Goal of the exercise:
Can you retype only the lines from the one with "Spot the person standing" through the final line of the material, exactly as given?

— Start Items —

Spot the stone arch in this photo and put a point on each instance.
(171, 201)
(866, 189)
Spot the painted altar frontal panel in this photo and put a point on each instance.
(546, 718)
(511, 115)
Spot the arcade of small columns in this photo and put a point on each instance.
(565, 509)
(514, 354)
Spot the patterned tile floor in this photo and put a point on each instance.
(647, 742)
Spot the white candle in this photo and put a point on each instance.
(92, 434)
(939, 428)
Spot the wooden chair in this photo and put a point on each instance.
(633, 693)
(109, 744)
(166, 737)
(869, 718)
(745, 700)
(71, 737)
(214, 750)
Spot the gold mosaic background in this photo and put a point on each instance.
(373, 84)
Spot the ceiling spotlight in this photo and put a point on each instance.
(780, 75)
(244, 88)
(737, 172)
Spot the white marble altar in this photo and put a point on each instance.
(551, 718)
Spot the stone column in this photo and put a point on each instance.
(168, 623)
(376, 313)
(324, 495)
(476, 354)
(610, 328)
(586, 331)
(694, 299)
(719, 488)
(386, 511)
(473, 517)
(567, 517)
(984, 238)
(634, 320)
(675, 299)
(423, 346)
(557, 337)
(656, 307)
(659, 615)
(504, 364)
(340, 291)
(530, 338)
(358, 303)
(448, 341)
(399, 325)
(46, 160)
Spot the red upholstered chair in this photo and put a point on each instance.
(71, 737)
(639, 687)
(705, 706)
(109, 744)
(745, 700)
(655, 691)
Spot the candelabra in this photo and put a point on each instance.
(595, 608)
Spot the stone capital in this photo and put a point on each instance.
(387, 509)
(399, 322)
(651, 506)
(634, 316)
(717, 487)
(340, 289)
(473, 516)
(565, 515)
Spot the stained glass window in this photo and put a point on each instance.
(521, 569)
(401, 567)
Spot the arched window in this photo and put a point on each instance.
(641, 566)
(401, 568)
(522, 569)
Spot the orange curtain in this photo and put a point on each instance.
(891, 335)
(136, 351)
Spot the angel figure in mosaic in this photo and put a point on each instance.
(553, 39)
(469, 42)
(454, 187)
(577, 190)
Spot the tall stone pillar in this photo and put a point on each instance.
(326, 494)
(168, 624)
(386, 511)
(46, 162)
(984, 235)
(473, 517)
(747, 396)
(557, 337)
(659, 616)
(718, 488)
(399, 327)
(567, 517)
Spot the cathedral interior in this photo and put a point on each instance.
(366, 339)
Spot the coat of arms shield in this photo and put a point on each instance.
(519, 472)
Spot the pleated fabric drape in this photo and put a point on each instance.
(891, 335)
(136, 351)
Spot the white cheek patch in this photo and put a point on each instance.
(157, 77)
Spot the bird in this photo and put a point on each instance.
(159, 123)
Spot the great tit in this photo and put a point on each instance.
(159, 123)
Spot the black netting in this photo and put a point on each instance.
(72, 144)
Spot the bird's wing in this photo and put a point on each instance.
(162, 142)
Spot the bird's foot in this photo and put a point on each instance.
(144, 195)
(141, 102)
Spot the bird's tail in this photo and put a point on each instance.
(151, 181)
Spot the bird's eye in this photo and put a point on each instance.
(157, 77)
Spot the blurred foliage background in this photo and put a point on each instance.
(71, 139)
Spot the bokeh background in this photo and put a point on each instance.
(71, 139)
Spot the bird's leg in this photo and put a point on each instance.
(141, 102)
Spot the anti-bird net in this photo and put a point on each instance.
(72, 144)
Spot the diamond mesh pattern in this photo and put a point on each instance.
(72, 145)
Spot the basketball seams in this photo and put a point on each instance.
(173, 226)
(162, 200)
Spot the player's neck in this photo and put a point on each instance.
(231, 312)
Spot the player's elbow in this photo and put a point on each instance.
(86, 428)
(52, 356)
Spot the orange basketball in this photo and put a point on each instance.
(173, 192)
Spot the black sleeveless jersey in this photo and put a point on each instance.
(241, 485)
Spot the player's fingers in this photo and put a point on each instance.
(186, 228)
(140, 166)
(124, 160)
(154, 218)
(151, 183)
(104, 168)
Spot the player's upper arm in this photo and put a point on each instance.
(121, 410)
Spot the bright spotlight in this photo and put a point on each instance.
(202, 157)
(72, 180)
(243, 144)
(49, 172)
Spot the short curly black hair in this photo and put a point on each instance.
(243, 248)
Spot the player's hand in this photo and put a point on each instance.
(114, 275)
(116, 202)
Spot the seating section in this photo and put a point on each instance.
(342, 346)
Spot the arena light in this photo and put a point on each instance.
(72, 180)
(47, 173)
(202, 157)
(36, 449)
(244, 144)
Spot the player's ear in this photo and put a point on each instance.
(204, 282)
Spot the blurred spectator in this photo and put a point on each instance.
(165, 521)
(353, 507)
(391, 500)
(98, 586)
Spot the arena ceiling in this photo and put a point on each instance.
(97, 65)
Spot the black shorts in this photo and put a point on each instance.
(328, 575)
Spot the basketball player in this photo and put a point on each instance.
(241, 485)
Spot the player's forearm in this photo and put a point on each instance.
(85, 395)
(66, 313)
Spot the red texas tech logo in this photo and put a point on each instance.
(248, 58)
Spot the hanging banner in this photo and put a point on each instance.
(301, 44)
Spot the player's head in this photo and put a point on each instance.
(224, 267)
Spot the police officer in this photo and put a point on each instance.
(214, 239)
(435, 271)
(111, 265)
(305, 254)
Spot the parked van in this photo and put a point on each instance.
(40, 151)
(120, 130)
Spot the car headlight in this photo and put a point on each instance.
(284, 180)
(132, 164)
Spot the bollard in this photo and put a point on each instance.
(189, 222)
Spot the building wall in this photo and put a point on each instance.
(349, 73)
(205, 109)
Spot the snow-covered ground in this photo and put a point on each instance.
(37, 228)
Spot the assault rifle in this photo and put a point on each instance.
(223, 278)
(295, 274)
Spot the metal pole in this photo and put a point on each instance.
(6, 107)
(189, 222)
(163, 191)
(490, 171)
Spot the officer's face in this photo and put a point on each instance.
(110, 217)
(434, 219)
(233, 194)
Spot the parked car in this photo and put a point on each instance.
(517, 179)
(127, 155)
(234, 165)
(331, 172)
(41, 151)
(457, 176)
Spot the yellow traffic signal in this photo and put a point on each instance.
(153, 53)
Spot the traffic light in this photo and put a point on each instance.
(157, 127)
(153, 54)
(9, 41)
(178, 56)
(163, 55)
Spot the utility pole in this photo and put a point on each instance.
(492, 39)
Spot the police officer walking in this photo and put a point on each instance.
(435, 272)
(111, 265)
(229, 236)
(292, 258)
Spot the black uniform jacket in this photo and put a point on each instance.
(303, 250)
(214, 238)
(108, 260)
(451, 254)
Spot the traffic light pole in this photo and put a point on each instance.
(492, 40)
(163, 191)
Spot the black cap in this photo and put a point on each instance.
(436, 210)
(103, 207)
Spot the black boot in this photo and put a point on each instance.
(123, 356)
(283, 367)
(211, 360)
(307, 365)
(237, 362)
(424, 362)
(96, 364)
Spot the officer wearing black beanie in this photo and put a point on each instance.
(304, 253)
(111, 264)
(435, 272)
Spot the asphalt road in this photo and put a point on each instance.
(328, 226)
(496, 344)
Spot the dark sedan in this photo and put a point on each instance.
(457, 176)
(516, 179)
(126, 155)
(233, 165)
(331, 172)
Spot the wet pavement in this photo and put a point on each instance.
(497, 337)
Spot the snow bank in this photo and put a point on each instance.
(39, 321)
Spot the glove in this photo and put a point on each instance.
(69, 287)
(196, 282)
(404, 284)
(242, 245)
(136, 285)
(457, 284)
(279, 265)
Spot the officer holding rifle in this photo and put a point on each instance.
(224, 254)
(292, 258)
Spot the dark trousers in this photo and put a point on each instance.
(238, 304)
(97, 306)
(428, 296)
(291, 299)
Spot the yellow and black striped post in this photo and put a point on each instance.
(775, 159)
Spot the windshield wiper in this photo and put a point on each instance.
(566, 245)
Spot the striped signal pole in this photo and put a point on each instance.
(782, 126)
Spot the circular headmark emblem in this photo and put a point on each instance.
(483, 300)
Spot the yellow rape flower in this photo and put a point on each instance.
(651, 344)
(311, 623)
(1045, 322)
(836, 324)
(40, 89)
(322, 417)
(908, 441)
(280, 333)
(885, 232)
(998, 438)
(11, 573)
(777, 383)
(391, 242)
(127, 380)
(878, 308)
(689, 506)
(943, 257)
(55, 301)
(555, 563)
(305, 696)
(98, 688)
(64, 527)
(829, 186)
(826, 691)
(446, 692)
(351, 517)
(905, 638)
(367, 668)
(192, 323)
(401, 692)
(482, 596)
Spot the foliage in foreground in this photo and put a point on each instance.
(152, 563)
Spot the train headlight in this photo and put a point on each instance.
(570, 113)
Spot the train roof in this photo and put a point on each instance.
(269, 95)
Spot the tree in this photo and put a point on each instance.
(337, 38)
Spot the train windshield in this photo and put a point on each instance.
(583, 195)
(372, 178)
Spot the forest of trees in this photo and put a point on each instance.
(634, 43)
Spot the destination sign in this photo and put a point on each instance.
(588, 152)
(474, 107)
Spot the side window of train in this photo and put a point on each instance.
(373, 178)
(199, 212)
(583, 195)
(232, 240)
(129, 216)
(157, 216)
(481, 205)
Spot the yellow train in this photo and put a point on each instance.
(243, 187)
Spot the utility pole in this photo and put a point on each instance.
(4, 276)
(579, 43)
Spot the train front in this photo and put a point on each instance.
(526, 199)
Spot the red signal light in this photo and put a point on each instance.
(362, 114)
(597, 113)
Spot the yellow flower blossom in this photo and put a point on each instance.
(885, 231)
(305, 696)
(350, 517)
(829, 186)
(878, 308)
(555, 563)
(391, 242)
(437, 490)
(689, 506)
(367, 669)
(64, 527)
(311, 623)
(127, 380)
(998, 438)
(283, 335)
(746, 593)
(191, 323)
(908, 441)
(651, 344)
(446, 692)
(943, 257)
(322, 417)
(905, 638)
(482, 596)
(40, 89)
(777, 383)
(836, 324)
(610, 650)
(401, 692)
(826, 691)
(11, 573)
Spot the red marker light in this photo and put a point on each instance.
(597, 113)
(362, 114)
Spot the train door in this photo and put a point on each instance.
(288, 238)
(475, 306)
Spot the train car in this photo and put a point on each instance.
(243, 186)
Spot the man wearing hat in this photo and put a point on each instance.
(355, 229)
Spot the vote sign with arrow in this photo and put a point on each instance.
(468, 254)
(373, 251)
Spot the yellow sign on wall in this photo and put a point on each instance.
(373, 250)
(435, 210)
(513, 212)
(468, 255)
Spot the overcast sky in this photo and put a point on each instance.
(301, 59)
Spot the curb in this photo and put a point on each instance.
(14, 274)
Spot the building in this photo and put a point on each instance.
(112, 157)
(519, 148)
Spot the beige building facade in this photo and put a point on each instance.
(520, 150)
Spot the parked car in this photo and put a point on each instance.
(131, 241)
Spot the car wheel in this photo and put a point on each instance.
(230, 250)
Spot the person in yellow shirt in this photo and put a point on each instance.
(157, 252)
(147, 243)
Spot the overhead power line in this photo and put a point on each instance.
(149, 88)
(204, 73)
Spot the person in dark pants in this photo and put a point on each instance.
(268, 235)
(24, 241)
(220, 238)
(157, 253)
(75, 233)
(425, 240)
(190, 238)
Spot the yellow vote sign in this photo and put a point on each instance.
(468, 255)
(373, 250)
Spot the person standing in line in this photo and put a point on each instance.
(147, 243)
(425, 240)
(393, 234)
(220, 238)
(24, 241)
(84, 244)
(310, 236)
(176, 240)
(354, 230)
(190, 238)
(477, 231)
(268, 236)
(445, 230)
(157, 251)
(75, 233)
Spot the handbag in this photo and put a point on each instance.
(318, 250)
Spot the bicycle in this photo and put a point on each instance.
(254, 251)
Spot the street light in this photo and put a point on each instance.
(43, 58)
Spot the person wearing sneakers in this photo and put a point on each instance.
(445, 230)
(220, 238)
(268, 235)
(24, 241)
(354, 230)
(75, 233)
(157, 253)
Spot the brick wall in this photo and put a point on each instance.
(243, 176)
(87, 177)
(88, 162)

— End Items —

Worked answer:
Spot the person standing in line in this photo and put a point on each instance.
(147, 243)
(425, 240)
(393, 234)
(220, 238)
(24, 241)
(84, 244)
(310, 236)
(176, 240)
(354, 230)
(190, 238)
(477, 231)
(268, 236)
(445, 230)
(157, 251)
(75, 233)
Spot the handbag in this photo and put a point on each instance.
(318, 250)
Spot the bicycle in this photo and put a point on each instance.
(254, 251)
Spot the street light in this photo and put a point on each instance.
(43, 58)
Spot the person wearing sneakers in this photo and put a point on each instance.
(445, 230)
(220, 238)
(268, 235)
(24, 241)
(354, 230)
(75, 233)
(157, 253)
Spot the brick wall in this photo and put a point on each instance.
(243, 176)
(87, 177)
(88, 162)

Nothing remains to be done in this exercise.